* **SUPPLIED RECORDS**:

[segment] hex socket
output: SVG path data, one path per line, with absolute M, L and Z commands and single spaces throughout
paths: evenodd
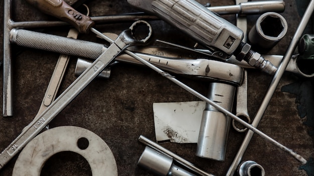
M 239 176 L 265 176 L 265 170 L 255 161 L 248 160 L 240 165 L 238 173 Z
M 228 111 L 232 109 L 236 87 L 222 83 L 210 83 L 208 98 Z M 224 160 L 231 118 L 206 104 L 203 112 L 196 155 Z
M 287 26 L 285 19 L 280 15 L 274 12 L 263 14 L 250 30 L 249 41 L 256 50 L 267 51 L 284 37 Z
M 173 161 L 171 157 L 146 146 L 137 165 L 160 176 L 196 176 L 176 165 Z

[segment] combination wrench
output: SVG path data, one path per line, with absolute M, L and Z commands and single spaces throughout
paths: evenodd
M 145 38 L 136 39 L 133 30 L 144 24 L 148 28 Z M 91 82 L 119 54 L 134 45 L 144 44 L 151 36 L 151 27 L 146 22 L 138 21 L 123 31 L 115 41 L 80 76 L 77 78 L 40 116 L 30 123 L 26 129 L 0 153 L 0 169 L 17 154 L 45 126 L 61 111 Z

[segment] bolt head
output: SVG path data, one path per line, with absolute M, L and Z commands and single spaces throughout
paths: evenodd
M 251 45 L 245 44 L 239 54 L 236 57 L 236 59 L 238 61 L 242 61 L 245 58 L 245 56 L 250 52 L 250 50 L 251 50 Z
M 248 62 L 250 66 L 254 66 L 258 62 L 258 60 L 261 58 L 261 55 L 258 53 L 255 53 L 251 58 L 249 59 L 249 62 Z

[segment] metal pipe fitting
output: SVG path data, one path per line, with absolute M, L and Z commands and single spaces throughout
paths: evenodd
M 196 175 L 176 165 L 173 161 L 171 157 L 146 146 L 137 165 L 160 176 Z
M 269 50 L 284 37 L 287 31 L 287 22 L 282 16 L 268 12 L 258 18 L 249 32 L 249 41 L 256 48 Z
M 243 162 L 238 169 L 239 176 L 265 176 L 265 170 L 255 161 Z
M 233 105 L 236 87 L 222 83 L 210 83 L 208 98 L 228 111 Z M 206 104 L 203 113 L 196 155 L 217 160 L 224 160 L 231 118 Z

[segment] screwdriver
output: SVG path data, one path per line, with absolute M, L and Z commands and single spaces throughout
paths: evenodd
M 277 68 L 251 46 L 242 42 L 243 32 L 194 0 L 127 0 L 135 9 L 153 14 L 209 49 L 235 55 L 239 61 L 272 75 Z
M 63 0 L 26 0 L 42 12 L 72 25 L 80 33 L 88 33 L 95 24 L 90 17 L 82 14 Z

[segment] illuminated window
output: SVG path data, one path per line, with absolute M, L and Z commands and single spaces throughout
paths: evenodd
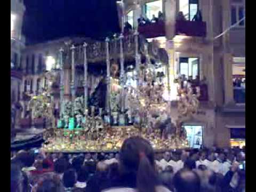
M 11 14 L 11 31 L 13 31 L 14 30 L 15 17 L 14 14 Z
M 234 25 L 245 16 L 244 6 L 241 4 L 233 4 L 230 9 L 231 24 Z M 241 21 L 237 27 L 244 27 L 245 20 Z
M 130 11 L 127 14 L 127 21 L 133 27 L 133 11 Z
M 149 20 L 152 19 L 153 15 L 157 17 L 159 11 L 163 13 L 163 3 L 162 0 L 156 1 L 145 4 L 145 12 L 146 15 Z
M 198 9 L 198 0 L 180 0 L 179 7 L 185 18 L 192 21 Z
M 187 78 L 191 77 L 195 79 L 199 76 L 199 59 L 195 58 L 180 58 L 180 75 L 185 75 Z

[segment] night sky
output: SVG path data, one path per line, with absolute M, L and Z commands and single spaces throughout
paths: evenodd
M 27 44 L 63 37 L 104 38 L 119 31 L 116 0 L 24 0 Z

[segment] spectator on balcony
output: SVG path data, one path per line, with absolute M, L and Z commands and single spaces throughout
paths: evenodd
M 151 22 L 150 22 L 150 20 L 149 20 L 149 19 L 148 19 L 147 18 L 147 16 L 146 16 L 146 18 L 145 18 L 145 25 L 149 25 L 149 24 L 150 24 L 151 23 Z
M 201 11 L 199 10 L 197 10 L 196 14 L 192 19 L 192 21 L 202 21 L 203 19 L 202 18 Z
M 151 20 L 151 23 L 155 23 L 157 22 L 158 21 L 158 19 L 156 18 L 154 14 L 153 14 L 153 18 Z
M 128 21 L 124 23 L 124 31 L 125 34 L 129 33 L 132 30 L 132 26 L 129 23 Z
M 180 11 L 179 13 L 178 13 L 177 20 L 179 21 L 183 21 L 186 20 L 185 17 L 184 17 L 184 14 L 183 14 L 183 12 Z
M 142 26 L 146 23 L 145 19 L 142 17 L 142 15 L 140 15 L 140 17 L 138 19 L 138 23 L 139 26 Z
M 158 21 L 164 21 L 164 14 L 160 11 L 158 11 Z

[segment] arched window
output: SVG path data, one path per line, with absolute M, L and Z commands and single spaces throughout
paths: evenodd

* **TASK REQUIREMENTS**:
Transfer every line from the one containing "[segment] illuminated window" down to the one containing "M 27 44 L 63", both included, and add 87 to each coordinate in the path data. Leave out the picture lines.

* **COMPLETE OUTPUT**:
[segment] illuminated window
output: SVG path data, one path per line, with absolute M, L and Z commands and single spaces throughout
paths: evenodd
M 98 101 L 98 118 L 100 118 L 101 117 L 102 104 L 101 101 Z
M 321 112 L 332 103 L 331 93 L 328 91 L 320 91 L 317 96 L 318 111 Z M 328 108 L 324 114 L 331 114 L 332 107 Z
M 217 98 L 214 101 L 214 108 L 220 114 L 220 98 Z
M 236 107 L 239 106 L 240 102 L 244 104 L 246 98 L 250 100 L 250 90 L 249 87 L 243 88 L 232 91 L 232 99 L 233 102 Z
M 285 96 L 285 87 L 267 87 L 266 94 L 272 105 L 279 108 Z
M 274 165 L 278 164 L 282 166 L 286 163 L 286 146 L 282 145 L 267 145 L 267 162 L 272 162 Z

[segment] night sky
output: SVG path data, one path per line, with absolute M, L and Z commands and single spaces throughout
paths: evenodd
M 114 131 L 150 124 L 191 125 L 206 118 L 203 87 L 111 87 Z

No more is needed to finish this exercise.